PASSAGE SHOWN:
==============================

People's Democracy

(Weekly Organ of the Communist Party of India (Marxist)


No. 30

July 24, 2011


AIKS Demands Rs 300 Per Quintal Cane Price


IN a statement issued from New Delhi on July 20, the All India Kisan Sabha (AIKS) has taken exception to the way the government is trying to fix the minimum support price (MSP) of sugarcane for the coming season.


One may note that the Commission for Agricultural Costs and Prices (CACP) had had a consultation on July 19 with peasant organisations and state governments on sugarcane pricing; and that AIKS finance secretary Noorul Huda and joint secretary Vijoo Krishnan attended the meeting on behalf of their organisation. The AIKS representatives pointed out that the consultation was being held at a time when cane growers are finding sugarcane cultivation increasingly unviable due to its low prices. Despite such a scenario the government has systematically tried to propagate a myth that it is providing “fair and remunerative” prices to the growers. On July 17, the finance minister had attributed the skyrocketing inflation to “high procurement prices,” but the AIKS refuted this contention and argued that the CACP must fix the sugarcane price for 2012-13 after considering some vital factors that are as below.


1) Ever since the decontrol of fertiliser prices under the Nutrient Based Subsidy (NBS) regime, the prices of DAP, MoP and other fertilisers as well as of urea, which has been partially decontrolled, have been increasing. Fertiliser firms have been given free hand to fix the prices. The Department of Fertilisers issued a notification on May 5, 2011, stating that the “companies have the freedom to increase the maximum retail price (MRP) of DAP by Rs 600 per tonne in addition to the MRP prevailing at present (Rs 10,750 per tonne)” and also a proportionate increase in the MRP of complex fertilisers (corresponding to that in DAP) would be “admissible.” But this “admissible” MRP would translate into Rs 11,470 per tonne for DAP. Now through a fresh notification on July 8, 2011, the department has rescinded the notification of May 5, 2011, and stated that the market price of non-urea fertilisers “will be open.” The MRP of DAP inclusive of VAT, if calculated on the basis of the imported cost of DAP at 650 dollars per tonne, will translate into around Rs 14,300 per tonne. This is an exorbitant increase of Rs 3550 per tonne of DAP within the last two months. Other input prices have also increased substantially. The volatile oil prices and increase in the prices of petrol and diesel are also an added burden on the farmers. The AIKS said the CACP would have to take note of this extraordinary situation in fertiliser prices as well as fuel prices, apart from the increase in the costs of other inputs while determining the sugar MSP.

==============================

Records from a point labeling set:
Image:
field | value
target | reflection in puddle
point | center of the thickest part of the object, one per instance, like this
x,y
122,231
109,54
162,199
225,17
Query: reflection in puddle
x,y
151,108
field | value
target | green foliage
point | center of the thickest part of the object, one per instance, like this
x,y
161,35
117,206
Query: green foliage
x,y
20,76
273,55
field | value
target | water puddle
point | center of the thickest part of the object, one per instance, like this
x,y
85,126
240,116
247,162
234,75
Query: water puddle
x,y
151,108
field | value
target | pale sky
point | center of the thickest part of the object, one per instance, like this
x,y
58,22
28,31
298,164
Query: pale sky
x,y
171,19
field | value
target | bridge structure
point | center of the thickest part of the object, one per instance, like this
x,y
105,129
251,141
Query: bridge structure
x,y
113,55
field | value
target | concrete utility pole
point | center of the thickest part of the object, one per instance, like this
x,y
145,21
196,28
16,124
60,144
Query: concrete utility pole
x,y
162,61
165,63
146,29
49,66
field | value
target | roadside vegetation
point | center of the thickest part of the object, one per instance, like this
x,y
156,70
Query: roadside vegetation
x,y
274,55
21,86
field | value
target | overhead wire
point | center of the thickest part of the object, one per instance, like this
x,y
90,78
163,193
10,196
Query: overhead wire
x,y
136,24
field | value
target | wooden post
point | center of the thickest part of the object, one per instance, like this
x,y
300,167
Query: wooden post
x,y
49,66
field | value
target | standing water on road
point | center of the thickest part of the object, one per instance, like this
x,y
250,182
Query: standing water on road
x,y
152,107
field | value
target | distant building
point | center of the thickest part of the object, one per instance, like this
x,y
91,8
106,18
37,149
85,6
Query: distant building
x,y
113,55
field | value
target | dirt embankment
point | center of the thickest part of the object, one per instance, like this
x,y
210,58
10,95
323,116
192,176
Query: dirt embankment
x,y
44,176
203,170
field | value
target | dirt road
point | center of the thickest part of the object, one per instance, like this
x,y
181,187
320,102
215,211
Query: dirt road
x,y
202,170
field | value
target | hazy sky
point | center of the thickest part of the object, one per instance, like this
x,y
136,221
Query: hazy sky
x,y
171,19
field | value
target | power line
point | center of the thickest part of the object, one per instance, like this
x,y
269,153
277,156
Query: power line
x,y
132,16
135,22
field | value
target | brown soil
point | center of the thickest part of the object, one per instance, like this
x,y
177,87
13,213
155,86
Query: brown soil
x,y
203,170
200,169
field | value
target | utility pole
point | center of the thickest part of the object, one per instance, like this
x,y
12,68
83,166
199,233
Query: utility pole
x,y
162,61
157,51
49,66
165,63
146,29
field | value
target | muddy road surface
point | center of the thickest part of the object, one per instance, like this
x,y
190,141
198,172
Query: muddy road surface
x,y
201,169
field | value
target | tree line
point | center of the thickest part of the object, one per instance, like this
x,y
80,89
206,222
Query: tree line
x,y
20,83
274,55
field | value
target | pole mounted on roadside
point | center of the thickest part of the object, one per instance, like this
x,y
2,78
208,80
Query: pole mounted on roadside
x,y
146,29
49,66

==============================

THINGS TO DO:
1. Extract the text of the sugarcane price article from "(Weekly Organ of" up to and including "the coming season.".
2. Based on the sugarcane price article, do these statements agree with the text? Answer yes or no to each, quoting the deciding words. (a) The AIKS statement was issued from New Delhi on July 20. (b) The July 8, 2011 notification allowed companies to raise the MRP of DAP by Rs 600 per tonne. (c) Noorul Huda attended the consultation as AIKS joint secretary.

REPLIES:
1.
(Weekly Organ of the Communist Party of India (Marxist)


No. 30

July 24, 2011


AIKS Demands Rs 300 Per Quintal Cane Price


IN a statement issued from New Delhi on July 20, the All India Kisan Sabha (AIKS) has taken exception to the way the government is trying to fix the minimum support price (MSP) of sugarcane for the coming season.

2.
(a) Yes: "IN a statement issued from New Delhi on July 20"
(b) No: "the department has rescinded the notification of May 5, 2011, and stated that the market price of non-urea fertilisers “will be open.”"
(c) No: "AIKS finance secretary Noorul Huda and joint secretary Vijoo Krishnan attended the meeting"